__TÂCHE À RÉALISER 1__
Recopiez mot pour mot le passage de l'extrait sur la résistance organisée qui commence par les mots « Cette synthèse très » et se termine par « Délégués militaires régionaux). ».

Cette synthèse très informée est comme une sorte de livre en miroir de celui de Jacques Semelin, Persécutions et entraides dans la France occupée (Les Arènes/Le Seuil, 2013) sur les modalités du sauvetage des Juifs de France. Centrée sur la résistance organisée,  c'est une histoire politico-militaire dans la lignée des travaux d'Henri Noguères, avec bien entendu des problématiques plus récemment explorées (sociologie, mémoire) et surtout l'apport considérable des archives accessibles depuis trente ans, y compris les derniers travaux universitaires dirigés par l'auteur (sur les Glières, le STO, les Délégués militaires régionaux).

__DONNÉES FOURNIES__
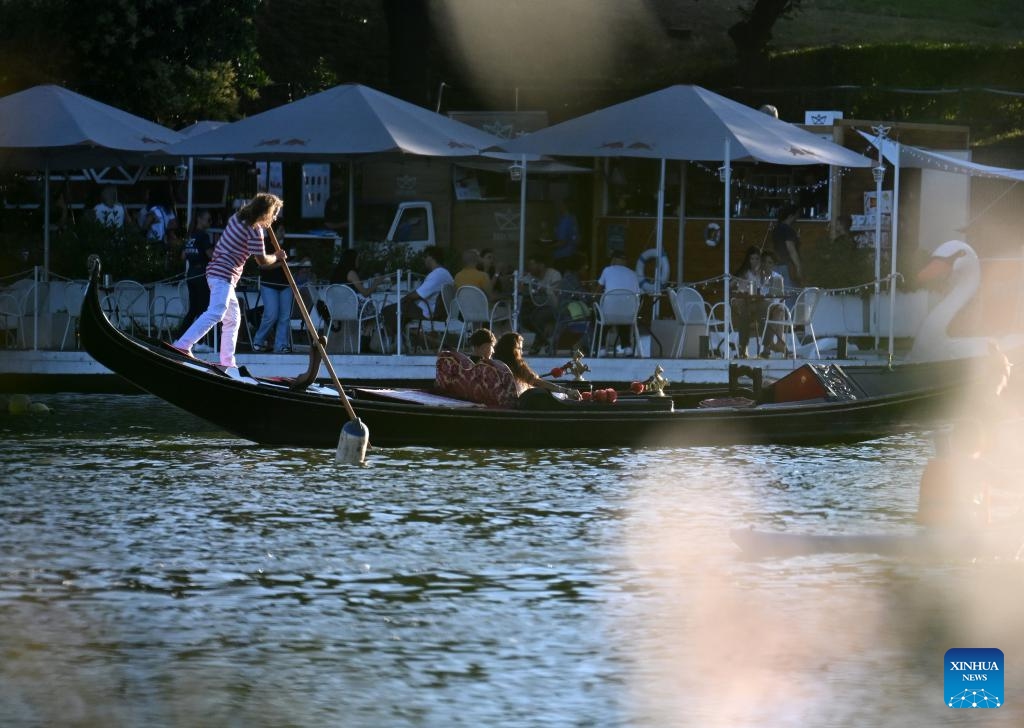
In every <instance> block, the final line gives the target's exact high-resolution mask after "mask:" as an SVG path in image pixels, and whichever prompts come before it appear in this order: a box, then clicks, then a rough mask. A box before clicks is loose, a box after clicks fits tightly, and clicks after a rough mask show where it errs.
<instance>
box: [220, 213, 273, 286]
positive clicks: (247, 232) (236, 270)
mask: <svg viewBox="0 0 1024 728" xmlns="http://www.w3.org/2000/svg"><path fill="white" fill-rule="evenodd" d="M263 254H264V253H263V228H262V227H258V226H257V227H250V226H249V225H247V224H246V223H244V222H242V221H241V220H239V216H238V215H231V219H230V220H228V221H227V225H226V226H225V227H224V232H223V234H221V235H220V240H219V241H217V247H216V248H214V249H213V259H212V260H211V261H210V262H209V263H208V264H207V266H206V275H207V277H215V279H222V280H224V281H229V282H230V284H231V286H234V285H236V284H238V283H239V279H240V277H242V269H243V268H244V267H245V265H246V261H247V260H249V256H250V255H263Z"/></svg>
---
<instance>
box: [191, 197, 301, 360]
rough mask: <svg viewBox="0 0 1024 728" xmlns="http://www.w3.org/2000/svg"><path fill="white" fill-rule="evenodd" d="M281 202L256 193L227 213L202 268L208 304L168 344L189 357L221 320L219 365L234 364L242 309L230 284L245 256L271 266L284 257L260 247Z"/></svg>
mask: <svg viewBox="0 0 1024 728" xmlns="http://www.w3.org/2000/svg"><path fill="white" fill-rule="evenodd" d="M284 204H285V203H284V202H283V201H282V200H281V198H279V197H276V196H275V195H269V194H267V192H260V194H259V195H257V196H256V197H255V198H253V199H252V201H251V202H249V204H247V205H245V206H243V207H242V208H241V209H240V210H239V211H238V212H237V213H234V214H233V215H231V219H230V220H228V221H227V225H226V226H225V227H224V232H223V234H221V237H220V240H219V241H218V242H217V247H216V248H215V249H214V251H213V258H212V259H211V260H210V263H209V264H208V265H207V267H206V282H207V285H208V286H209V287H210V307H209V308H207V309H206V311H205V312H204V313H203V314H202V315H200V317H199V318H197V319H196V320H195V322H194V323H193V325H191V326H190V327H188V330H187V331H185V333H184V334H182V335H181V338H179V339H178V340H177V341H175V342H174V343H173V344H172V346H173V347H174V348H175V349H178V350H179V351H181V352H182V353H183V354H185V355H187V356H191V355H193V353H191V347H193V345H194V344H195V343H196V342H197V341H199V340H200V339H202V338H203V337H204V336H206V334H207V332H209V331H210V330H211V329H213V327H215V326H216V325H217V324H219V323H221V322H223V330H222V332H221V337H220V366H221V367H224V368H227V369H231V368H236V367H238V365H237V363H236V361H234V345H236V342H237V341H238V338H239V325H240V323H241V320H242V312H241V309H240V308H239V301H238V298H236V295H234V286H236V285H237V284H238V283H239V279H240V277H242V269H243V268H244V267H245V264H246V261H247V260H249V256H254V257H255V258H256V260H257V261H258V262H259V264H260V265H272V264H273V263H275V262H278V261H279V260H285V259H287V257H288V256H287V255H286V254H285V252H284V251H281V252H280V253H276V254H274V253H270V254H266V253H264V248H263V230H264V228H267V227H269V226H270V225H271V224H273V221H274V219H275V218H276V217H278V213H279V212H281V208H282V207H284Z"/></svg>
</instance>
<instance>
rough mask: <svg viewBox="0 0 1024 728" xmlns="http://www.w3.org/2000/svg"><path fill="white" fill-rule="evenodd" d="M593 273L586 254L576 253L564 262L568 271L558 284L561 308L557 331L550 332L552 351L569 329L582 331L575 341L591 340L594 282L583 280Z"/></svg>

__TÂCHE À RÉALISER 2__
Relevez toutes les lignes des enregistrements contenant la chaîne « rough ».

__RÉPONSE 1__
Cette synthèse très informée est comme une sorte de livre en miroir de celui de Jacques Semelin, Persécutions et entraides dans la France occupée (Les Arènes/Le Seuil, 2013) sur les modalités du sauvetage des Juifs de France. Centrée sur la résistance organisée,  c'est une histoire politico-militaire dans la lignée des travaux d'Henri Noguères, avec bien entendu des problématiques plus récemment explorées (sociologie, mémoire) et surtout l'apport considérable des archives accessibles depuis trente ans, y compris les derniers travaux universitaires dirigés par l'auteur (sur les Glières, le STO, les Délégués militaires régionaux).

__RÉPONSE 2__
In every <instance> block, the final line gives the target's exact high-resolution mask after "mask:" as an SVG path in image pixels, and whichever prompts come before it appear in this order: a box, then clicks, then a rough mask. A box before clicks is loose, a box after clicks fits tightly, and clicks after a rough mask show where it errs.
rough mask: <svg viewBox="0 0 1024 728" xmlns="http://www.w3.org/2000/svg"><path fill="white" fill-rule="evenodd" d="M281 202L256 193L227 213L202 268L208 304L168 344L189 357L221 320L219 365L234 364L242 309L230 284L245 256L271 266L284 257L260 247Z"/></svg>
rough mask: <svg viewBox="0 0 1024 728" xmlns="http://www.w3.org/2000/svg"><path fill="white" fill-rule="evenodd" d="M593 273L586 254L576 253L564 262L568 271L558 284L561 308L557 331L550 332L552 351L569 329L582 331L575 341L591 340L594 282L583 280Z"/></svg>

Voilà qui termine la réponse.